The growing problem of antibiotic resistance – superbugs hardened against our best drugs – already claims tens of thousands of deaths a year, but new research suggests an unlikely ally is ready to help us in our fight against the threat: insects.
We've traditionally mined the bacteria in soil for the source of our antibiotics, but now that well is running dry, scientists think the microbes in tiny soil particles attached to insects might give us a brand new source of infection protection.
Every insect hosts a miniaturised ecosystem of microbes, which are constantly battling each other – the toxic compounds that they develop to try and survive are essentially natural antibiotics, and if we can extract them then we have a very promising route to developing new medicines for our own use.
In an analysis of microbes from more than 1,400 insects collected across North and South America, an international team of researchers discovered that the microorganisms carried by these little bugs were often more effective than soil bacteria in stopping some of the most dangerous, antibiotic-resistant pathogens we know about.
"Novel therapeutics are needed to counter resistance, yet no new antimicrobial classes have been clinically approved in over three decades," explains the team.
"The extreme diversity of insects presents untapped potential for drug discovery from their equally diverse microbial communities."
The researchers particularly focussed in on the Streptomyces class of bacteria, responsible for giving us many of the antibiotics in use today.
The way this bacteria has evolved in its association with insects gives us a "new chemistry" separate from what we have in soils, the scientists say.
"The insects are doing the prospecting for us," says senior researcher behind the study, bacteriologist Cameron Currie from the University of Wisconsin–Madison.
And once the insect microbes had been identified, the testing was exhaustive – more than 50,000 trials were undertaken to see how each microbe worked to stop the growth of 24 different types of bacteria and fungi.
Ultimately the experiments showed more of the insect microbes were able to stop bacteria and fungi growth than microbes isolated from soil and plants – and that gives us an exciting new avenue to explore in the fight against antibiotic resistance.
Once a bacteria strain that can kill off germs has been found, further analysis is needed to work out which compound is doing the work before a drug can be made.
That can take years, and isn't always guaranteed to succeed, which is why scientists want as many potential candidates as they can get at the early stages.
The research has already turned up a promising new antibiotic though, which has been given the name cyphomycin. It proved effective against fungi resistant to most other antibiotics, and even removed fungal infections with little effect on the mice themselves.
That's really good news, but even so, cyphomycin is a long way from being available as an actual drug. It is however more evidence that we can potentially produce antibiotics from these busy microbe communities living on insects.
"The promise of insect-associated Streptomyces as a new source of antimicrobials has the potential to reinvigorate the stagnated antibacterial and antifungal discovery pipelines," conclude the researchers.
The findings have been published in Nature Communications.

**YOUR TASKS**
• A. In the article on insect microbes and antibiotics, what name was given to the new antibiotic the research turned up?
• B. Summarize the article on insect microbes and antibiotics in two sentences.

**DATA FOR REVIEW**
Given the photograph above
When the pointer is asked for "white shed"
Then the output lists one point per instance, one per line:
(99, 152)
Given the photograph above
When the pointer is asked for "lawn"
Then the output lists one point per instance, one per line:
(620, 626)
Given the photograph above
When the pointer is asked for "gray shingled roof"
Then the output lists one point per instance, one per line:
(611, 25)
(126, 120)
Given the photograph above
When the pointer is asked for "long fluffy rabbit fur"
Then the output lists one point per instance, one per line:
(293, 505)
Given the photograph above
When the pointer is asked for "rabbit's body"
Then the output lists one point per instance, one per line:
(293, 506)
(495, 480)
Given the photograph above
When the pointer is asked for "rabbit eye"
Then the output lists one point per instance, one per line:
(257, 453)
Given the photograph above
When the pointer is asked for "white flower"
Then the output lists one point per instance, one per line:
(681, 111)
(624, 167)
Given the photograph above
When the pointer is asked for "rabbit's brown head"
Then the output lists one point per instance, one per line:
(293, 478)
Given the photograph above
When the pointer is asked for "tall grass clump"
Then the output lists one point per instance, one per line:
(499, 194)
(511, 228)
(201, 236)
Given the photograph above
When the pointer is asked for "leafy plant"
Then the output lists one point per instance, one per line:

**RESPONSES BY TASK**
• A. Cyphomycin.

• B. Researchers who analyzed microbes from more than 1,400 insects collected across North and South America found that these microbes often stopped bacteria and fungi, including dangerous antibiotic-resistant pathogens, more effectively than microbes from soil. The work, which focused on Streptomyces, has already produced a new antibiotic, cyphomycin, that proved effective against resistant fungi, though it is still a long way from being an actual drug.